> **TEXT EXTRACT**:
####################
Before Sunday dinner, I cook and prep things that can be made ahead. Here’s what I typically do (keep in mind there are only two of us!):
- Chop a variety of fresh vegetables that keep well, such as peppers, carrots, celery, cucumber, radishes, cauliflower and broccoli
- Wash and chop lettuce and other salad greens such as baby spinach, romaine, radicchio, arugula, red leaf lettuce (note that this prep method can make greens go bad more quickly, though I don’t mind because it means we’re more likely to use them up faster)
- Drain and rinse 1 can of legumes such as beans, lentils or chickpeas
- Make about 1 cup of homemade vinaigrette salad dressing
- It can be stored in the refrigerator and brought to room temperature before using.
- Cook 2 cups of grains that take well to storing, such as quinoa, couscous and brown rice (never pasta! Pasta is wonderful, but this make-ahead method would have my Italian ancestors turning in their graves!). Sometimes I’ll make 1 cup each of two different kinds
- Cook 6 hard-boiled eggs
- Shred rotisserie chicken with a fork. If I’m feeling particularly ambitious that day, I’ll use the carcass to make stock but this admittedly doesn’t happen often.
- Cook 4 to 6 portions of meat or seafood for Sunday dinner (such as steak, fish or pork), eat 2 and save the rest for leftovers
The cooking and prep process takes about an hour to do and requires lots of tupperware containers and zip-top bags of various sizes. I cook the grains and eggs at the same time and chop the vegetables and lettuce, prep the legumes, shred the chicken and make the salad dressing while they’re cooking. I transfer everything to small containers or bags and pop it all into the fridge.
####################
> **LISTED RECORDS**:
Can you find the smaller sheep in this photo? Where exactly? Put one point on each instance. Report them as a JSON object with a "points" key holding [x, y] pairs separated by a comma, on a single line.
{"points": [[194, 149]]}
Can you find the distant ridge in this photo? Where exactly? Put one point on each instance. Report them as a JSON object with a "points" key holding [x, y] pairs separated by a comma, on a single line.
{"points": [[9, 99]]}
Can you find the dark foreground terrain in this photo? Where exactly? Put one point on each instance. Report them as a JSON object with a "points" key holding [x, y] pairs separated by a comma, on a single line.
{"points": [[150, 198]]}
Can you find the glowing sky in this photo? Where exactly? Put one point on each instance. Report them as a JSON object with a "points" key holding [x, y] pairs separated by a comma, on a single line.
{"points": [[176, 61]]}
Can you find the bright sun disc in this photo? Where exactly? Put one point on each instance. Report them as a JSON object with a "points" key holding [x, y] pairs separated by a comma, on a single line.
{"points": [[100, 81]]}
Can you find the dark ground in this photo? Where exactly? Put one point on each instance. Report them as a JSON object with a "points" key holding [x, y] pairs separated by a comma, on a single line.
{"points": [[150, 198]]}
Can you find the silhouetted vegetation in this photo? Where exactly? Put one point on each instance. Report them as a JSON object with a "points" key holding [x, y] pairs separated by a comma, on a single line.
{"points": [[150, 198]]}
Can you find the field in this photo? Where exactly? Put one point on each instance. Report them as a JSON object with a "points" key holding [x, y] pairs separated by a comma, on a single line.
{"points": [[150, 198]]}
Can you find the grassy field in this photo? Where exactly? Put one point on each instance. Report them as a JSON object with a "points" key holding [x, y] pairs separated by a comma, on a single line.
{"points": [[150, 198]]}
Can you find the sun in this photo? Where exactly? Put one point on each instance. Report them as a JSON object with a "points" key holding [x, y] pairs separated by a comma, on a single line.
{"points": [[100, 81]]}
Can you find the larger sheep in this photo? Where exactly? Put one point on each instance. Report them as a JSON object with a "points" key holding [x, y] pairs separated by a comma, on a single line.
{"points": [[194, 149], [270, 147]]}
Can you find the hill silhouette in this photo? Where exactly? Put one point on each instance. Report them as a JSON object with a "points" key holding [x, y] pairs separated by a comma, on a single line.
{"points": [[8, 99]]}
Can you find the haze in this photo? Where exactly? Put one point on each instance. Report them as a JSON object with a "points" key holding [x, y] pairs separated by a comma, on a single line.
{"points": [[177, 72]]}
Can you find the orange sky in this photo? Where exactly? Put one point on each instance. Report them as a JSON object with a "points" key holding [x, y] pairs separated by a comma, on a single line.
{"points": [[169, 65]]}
####################
> **BRIEF 1**: According to the meal prep text, how long does the cooking and prep process take?
> **BRIEF 2**: Repeat the stretch of the meal prep text from "- Cook 2 cups" through "doesn’t happen often.".
> **BRIEF 3**: List every fresh vegetable that the meal prep text names as one that keeps well when chopped ahead.

> **FULL SOLUTION 1**: About an hour.

> **FULL SOLUTION 2**:
- Cook 2 cups of grains that take well to storing, such as quinoa, couscous and brown rice (never pasta! Pasta is wonderful, but this make-ahead method would have my Italian ancestors turning in their graves!). Sometimes I’ll make 1 cup each of two different kinds
- Cook 6 hard-boiled eggs
- Shred rotisserie chicken with a fork. If I’m feeling particularly ambitious that day, I’ll use the carcass to make stock but this admittedly doesn’t happen often.

> **FULL SOLUTION 3**: Peppers, carrots, celery, cucumber, radishes, cauliflower, broccoli